# [WHAT YOU SHOULD DO]
Scale the rows below, starting at the line that contains "for truck rear" and continuing through the last row, and reproduce only those lines, requests included. Multiply every bounding box coordinate in the answers by 0.8 and round each result to a whole number, rounding halves up.

# [SUPPLIED INFORMATION]

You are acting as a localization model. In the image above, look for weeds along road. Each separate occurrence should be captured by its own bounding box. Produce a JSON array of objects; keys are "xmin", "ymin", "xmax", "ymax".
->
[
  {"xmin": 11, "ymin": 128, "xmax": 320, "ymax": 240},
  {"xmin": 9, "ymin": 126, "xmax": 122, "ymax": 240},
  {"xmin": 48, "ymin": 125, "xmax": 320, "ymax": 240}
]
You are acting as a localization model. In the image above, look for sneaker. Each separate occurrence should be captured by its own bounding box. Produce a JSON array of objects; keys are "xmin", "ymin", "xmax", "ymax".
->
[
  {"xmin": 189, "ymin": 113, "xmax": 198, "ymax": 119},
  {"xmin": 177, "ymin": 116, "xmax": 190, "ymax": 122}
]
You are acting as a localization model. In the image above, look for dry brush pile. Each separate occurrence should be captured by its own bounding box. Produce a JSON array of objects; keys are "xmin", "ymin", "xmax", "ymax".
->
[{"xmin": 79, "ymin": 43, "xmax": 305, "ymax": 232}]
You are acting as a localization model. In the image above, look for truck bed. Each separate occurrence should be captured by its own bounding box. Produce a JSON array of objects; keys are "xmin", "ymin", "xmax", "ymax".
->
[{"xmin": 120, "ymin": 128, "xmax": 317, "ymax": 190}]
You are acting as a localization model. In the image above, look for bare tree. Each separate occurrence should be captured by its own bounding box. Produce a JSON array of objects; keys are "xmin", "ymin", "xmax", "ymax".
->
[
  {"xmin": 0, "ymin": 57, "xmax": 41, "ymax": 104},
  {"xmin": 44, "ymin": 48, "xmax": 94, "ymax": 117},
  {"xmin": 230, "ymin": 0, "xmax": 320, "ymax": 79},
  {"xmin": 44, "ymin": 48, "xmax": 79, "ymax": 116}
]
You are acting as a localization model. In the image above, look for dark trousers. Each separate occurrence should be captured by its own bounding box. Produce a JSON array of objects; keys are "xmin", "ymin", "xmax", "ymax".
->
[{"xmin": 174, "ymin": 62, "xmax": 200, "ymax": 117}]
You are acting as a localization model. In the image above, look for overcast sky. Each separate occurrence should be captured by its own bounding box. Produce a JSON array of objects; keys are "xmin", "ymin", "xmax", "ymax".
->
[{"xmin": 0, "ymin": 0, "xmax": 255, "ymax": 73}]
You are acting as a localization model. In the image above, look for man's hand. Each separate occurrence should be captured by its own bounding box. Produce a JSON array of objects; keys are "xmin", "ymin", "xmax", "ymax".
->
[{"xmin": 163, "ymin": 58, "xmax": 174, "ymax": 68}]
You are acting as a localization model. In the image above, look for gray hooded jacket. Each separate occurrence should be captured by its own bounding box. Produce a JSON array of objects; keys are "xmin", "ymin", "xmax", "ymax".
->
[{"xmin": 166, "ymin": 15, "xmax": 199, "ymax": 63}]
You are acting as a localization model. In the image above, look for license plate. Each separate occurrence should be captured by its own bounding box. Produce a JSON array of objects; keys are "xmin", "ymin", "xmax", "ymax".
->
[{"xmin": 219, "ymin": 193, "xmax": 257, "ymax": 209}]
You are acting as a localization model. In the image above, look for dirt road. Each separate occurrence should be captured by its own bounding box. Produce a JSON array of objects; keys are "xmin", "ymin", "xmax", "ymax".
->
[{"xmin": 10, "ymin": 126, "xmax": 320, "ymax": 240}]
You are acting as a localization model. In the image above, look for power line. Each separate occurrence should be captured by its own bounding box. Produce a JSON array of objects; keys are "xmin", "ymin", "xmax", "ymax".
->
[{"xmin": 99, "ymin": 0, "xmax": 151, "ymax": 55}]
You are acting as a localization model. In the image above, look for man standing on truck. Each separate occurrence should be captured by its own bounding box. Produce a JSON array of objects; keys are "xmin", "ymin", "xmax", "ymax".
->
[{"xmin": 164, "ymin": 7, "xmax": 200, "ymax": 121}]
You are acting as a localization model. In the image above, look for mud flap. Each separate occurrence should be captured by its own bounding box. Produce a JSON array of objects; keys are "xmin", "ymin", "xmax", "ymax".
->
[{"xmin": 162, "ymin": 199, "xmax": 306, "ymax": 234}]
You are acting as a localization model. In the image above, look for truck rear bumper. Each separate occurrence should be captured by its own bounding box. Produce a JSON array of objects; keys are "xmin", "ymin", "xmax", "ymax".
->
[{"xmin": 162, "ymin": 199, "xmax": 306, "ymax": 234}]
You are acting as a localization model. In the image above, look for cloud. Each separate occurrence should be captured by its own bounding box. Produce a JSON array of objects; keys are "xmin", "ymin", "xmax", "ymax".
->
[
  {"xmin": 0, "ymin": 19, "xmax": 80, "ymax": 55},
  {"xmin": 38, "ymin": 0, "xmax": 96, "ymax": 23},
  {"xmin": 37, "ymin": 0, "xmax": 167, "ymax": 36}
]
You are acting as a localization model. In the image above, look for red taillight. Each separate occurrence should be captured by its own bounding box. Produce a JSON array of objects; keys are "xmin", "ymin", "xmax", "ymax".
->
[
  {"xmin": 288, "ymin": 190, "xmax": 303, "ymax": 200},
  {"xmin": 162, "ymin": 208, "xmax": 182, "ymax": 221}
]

# [FINISHED ANSWER]
You are acting as a localization model. In the image above, look for truck rear bumper. Each separate occurrence should be captured by its own bounding box. Produce a JSON array of objects; keys are "xmin", "ymin", "xmax", "ymax".
->
[{"xmin": 130, "ymin": 159, "xmax": 245, "ymax": 187}]
You are acting as a localization model. In the image above, look for cloud. Each separate occurrence should be captured by its own bounding box. Produce a JSON array of objects; keys are "xmin", "ymin", "xmax", "ymax".
->
[
  {"xmin": 0, "ymin": 15, "xmax": 64, "ymax": 44},
  {"xmin": 30, "ymin": 0, "xmax": 77, "ymax": 18},
  {"xmin": 30, "ymin": 0, "xmax": 134, "ymax": 29}
]
You are acting as a localization model. In the image above, look for red taillight. Each separate occurrence should be captured by its own bounding box. Produce a JSON array of objects; keys are "xmin", "ymin", "xmax", "ymax".
->
[
  {"xmin": 230, "ymin": 152, "xmax": 242, "ymax": 160},
  {"xmin": 130, "ymin": 166, "xmax": 146, "ymax": 177}
]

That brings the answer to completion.